-- What is required --
Every entry should be given again exactly, with nothing dropped.

-- Data supplied --
= Beginning of Section =
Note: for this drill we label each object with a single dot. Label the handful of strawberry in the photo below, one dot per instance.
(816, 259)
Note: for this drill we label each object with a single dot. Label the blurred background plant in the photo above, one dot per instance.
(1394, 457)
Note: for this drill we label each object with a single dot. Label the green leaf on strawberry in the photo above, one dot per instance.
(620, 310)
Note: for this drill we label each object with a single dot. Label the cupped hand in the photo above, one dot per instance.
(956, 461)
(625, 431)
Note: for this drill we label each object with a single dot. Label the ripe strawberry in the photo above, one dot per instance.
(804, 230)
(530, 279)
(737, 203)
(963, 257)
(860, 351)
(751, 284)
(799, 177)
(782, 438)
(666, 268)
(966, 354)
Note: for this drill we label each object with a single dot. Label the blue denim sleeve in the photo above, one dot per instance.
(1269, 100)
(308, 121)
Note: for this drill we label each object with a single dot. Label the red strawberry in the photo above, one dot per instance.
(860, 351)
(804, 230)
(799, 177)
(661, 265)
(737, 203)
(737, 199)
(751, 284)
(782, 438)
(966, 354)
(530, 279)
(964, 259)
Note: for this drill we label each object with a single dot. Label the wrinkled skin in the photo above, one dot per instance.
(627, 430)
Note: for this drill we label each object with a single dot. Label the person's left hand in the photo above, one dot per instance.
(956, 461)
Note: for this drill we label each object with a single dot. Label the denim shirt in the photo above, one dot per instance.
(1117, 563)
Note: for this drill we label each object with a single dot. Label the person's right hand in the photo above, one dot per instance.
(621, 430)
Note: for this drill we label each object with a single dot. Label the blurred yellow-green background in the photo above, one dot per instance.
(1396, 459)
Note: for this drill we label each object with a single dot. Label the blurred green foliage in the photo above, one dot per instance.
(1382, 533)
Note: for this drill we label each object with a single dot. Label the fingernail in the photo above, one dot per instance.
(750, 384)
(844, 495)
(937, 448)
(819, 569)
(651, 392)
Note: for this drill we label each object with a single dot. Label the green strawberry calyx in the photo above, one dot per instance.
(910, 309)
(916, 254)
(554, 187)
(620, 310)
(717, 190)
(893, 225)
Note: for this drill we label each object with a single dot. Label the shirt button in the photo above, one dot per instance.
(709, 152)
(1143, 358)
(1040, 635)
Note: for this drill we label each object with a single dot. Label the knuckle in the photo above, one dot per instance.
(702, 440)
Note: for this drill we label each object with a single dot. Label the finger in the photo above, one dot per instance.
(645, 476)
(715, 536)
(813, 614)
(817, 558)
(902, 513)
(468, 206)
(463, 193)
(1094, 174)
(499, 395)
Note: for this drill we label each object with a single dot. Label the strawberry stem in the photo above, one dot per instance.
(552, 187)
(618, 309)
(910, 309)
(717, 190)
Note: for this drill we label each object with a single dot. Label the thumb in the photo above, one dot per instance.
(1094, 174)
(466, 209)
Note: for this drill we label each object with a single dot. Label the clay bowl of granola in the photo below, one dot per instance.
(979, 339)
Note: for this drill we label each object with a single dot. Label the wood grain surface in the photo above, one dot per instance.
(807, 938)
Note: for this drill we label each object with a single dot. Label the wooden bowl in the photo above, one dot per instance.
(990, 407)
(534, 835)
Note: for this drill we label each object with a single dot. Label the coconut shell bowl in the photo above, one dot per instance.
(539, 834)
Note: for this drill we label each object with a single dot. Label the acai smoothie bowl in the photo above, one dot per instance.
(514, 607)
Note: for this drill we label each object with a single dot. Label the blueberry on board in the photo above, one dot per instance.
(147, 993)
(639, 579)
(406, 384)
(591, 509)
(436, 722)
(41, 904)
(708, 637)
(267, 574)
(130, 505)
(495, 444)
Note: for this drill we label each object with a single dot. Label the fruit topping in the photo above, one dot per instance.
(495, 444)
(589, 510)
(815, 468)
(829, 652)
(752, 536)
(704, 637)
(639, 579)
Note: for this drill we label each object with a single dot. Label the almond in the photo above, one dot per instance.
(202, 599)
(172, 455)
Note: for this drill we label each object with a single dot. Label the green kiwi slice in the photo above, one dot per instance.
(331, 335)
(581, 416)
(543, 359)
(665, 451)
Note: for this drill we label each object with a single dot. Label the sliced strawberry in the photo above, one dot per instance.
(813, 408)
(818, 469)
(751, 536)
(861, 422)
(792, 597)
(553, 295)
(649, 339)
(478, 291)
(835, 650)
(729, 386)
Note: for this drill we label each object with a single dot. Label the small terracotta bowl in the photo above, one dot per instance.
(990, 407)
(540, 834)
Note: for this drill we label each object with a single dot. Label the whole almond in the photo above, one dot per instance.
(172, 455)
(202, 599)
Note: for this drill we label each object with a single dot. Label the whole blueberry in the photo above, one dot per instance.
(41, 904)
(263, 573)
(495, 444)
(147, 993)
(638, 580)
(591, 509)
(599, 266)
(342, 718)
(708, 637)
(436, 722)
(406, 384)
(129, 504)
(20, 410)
= End of Section =
-- Task response --
Note: for this drill we label each object with a single dot. Label the handful of strawberry in the photo below, one dot per instance.
(816, 259)
Note: for this drill we label each object with a single dot. Label the blurred background plant in the photo above, one dot per instance.
(1394, 457)
Note: for this drill we label each object with a single dot. Label the green leaf on strawberry in the photo above, one dot per instance.
(620, 310)
Note: for this drill we label each object with a single dot. Label the cupped hand in the photo above, one dot per instance.
(956, 461)
(625, 431)
Note: for this drill we label each object with a single dot. Label the ripe strawberry in the photo above, one dot per instance.
(804, 230)
(530, 279)
(737, 203)
(963, 257)
(860, 351)
(751, 284)
(799, 177)
(782, 438)
(666, 268)
(966, 354)
Note: for this drill we label each object with a single dot. Label the blue denim sleeve in the photo above, one dot per instance.
(1269, 100)
(308, 121)
Note: for this drill we label each object with a single dot. Label the red strawberry in the photo above, one dot per instance.
(860, 351)
(804, 230)
(799, 177)
(661, 265)
(737, 203)
(737, 199)
(751, 284)
(782, 438)
(966, 354)
(530, 279)
(964, 259)
Note: for this drill we label each object with a single dot. Label the wrinkled skin in the photo above, one dot per instance.
(627, 430)
Note: for this drill we label each object with a single dot. Label the person's left hand in the photo above, one dot per instance.
(956, 461)
Note: for this drill we label each object with a single dot. Label the denim shirt in the photo above, one dot per instance.
(1117, 563)
Note: for this drill we label each object with a single dot. Label the person's right hand in the photo above, one dot per instance.
(621, 430)
Note: for this drill we label each object with a single dot. Label the blurred yellow-green background in the photo above, one dot per instance.
(1396, 459)
Note: for this drill we label each object with a single dot. Label the blurred green foliage in the photo above, one dot per instance.
(1382, 533)
Note: for this drill we label each object with a single dot. Label the fingernail in the photo above, one dot per instance.
(750, 384)
(844, 495)
(937, 448)
(819, 569)
(651, 392)
Note: for this drill we label each object with a single dot. Label the green strawberry calyx in the photo above, one dot per instance.
(910, 309)
(916, 254)
(554, 187)
(620, 310)
(717, 190)
(893, 225)
Note: for this drill we label each object with a single dot. Label the shirt button in the photo above, one dot per instance.
(709, 152)
(1143, 358)
(1040, 635)
Note: for this drill we label each object with a single dot. Label the knuckle in the photo above, one dot per instance.
(702, 440)
Note: for this drill we label each object with a single dot. Label the finger in the photo above, one dot per instance.
(645, 476)
(715, 536)
(813, 614)
(817, 558)
(902, 513)
(468, 206)
(463, 193)
(1094, 174)
(499, 395)
Note: for this drill we label each object with a single dot. Label the strawberry stem in the photo above, one dot per instance.
(552, 187)
(618, 309)
(910, 309)
(717, 190)
Note: for this drill we label each object with a single dot. Label the thumb in the photo above, one dot per instance.
(1094, 174)
(466, 209)
Note: for this drill we label each object with a single dot. Label the clay bowl of granola in the photo below, one dot per instance.
(979, 339)
Note: for this drill we label each object with a single dot. Label the wood grain surface in the photo above, one dot per instance.
(807, 938)
Note: for this drill we label each object with a single dot. Label the wooden bowl in the photo above, one dot per instance.
(990, 407)
(534, 835)
Note: for this drill we label each object with a single dot. Label the coconut shell bowl in the photo above, one dot per instance.
(539, 834)
Note: for this drill we label each object with a single dot. Label the acai smoothie bowl in the photo above, one dot per instance.
(514, 607)
Note: for this drill we label each object with a single dot. Label the blueberry on board in the photo above, one dot per instance.
(147, 993)
(639, 579)
(406, 384)
(591, 509)
(436, 722)
(41, 904)
(708, 637)
(267, 574)
(130, 505)
(495, 444)
Note: for this drill we label each object with a single dot. Label the fruit topping in the photo above, one dot per instance.
(495, 444)
(589, 510)
(815, 468)
(829, 652)
(752, 536)
(704, 637)
(639, 579)
Note: for this drill we label each object with a single dot. Label the almond in the photo above, one dot per instance.
(202, 599)
(172, 455)
Note: for this drill we label each object with a single dot. Label the green kiwi slice in the photo above, one dot per instance.
(331, 335)
(581, 416)
(543, 359)
(665, 451)
Note: for this drill we label each object with a single dot. Label the sliced strawberry in the photo above, one dot per instance.
(813, 408)
(818, 469)
(751, 536)
(861, 422)
(792, 597)
(553, 295)
(649, 339)
(478, 291)
(835, 650)
(729, 386)
Note: for this drill we label each object with a single dot. Label the small terracotta bowl in the photo above, one dot per instance.
(990, 407)
(540, 834)
Note: for this drill we label each object with a single dot. Label the whole almond in the photo above, one dot per instance.
(172, 455)
(202, 599)
Note: for this drill we label each object with a single dot. Label the whole blueberry in the photo above, one dot per instance.
(41, 904)
(263, 573)
(495, 444)
(147, 993)
(638, 580)
(591, 509)
(599, 266)
(342, 718)
(708, 637)
(436, 722)
(406, 384)
(129, 504)
(20, 410)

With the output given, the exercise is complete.